Текст письма —
+++++
Об этом тебе говорила, когда приезжал в XI–XII м-це.
В некоторых письмах ты писал: “8 месяцев не дают мне покою”.
Сейчас ты пишешь так, как будто я проходимка, навязываю тебе своего ребёнка, тебе нужно доказательство.
Слишком поздно.
Разве тебе мало моих 15-летних душевных мук, которые ничем нельзя сгладить.
Я тебя понимаю, но я виновата в том, что разрешила Вам переступить порог моей квартиры, и за это несу кару.
Сын о тебе не знает, и такую глупость сказать, что ты погиб, не могла.
Фотографию Саши вышлю, если удастся уговорить сходить сфотографироваться, а выслать любительские – неудобно.
О сыне не знаю, писать или нет.
За моё отсутствие очень много причинил мне боли: вторую четверть закончил с двойками, бросил муз. школу (класс фортепьяно) на 4-м году и изъявил желание учиться на баяне. Баян ему приобрела (тульский, цвет белый). Мне он не нравится с баяном, куда благороднее выглядел за пианино.
За 3-ю четверть мы имеем двойки по алгебре и геометрии. Предлагаю взять репетитора, не хочет, надеется на себя, да ещё вдолбил себе в голову – учиться теперь необязательно. Хотя и учителя это говорят.
Я хочу, чтобы он учился – все условия созданы, а он злоупотребляет, зная, что мать безумно его любит. Как мне больно.
+++++
Исходные данные —
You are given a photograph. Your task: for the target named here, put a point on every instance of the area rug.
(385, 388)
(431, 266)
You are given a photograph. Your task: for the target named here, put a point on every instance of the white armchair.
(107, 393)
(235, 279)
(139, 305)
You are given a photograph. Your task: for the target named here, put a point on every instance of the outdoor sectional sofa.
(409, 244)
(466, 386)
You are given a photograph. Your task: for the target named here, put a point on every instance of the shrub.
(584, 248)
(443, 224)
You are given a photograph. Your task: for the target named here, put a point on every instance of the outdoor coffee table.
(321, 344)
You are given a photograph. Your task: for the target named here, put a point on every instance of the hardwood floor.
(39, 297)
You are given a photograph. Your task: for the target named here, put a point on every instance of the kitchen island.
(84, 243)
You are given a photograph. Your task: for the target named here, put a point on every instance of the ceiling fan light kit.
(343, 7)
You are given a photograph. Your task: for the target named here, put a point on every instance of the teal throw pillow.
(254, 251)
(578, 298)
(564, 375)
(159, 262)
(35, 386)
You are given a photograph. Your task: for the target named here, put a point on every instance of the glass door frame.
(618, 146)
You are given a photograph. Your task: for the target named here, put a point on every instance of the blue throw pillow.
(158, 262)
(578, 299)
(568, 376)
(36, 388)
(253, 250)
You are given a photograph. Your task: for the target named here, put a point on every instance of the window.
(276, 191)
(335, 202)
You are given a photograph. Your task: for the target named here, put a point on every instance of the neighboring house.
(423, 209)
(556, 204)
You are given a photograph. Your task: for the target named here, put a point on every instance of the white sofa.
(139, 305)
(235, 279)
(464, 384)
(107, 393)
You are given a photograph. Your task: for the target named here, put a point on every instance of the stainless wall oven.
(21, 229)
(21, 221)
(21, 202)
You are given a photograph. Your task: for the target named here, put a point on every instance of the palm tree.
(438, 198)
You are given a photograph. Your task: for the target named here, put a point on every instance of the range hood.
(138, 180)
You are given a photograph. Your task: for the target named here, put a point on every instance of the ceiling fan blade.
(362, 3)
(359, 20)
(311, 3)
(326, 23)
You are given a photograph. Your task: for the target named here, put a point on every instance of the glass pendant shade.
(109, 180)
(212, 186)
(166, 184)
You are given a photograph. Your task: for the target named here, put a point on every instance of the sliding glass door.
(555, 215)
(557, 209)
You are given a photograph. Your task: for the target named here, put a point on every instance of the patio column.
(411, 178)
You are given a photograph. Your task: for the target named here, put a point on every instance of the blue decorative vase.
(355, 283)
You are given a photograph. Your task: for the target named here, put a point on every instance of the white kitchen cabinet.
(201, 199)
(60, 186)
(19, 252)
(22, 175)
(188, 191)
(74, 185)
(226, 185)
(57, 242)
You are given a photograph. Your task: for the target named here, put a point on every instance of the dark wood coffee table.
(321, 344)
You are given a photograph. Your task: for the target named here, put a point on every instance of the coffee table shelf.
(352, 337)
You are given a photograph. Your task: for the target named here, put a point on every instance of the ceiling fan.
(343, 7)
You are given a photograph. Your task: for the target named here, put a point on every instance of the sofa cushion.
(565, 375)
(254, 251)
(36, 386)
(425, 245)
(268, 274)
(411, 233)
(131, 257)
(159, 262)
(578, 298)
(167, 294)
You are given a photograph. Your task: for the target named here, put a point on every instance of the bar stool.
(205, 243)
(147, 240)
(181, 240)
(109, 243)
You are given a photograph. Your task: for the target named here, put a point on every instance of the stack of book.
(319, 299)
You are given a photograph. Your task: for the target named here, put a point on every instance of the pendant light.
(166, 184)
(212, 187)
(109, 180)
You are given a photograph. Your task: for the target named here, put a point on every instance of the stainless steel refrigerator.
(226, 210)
+++++
Задание A —
Перечислите все музыкальные инструменты, которые упоминаются в письме.
Задание B —
Повторите слово в слово фрагмент письма: всё, начиная со слов «В некоторых письмах» и до слов «погиб, не могла.».
Записи представляют собой отдельный материал и с письмом не связаны.

Правильный ответ A —
фортепьяно, баян, пианино

Правильный ответ B —
В некоторых письмах ты писал: “8 месяцев не дают мне покою”.
Сейчас ты пишешь так, как будто я проходимка, навязываю тебе своего ребёнка, тебе нужно доказательство.
Слишком поздно.
Разве тебе мало моих 15-летних душевных мук, которые ничем нельзя сгладить.
Я тебя понимаю, но я виновата в том, что разрешила Вам переступить порог моей квартиры, и за это несу кару.
Сын о тебе не знает, и такую глупость сказать, что ты погиб, не могла.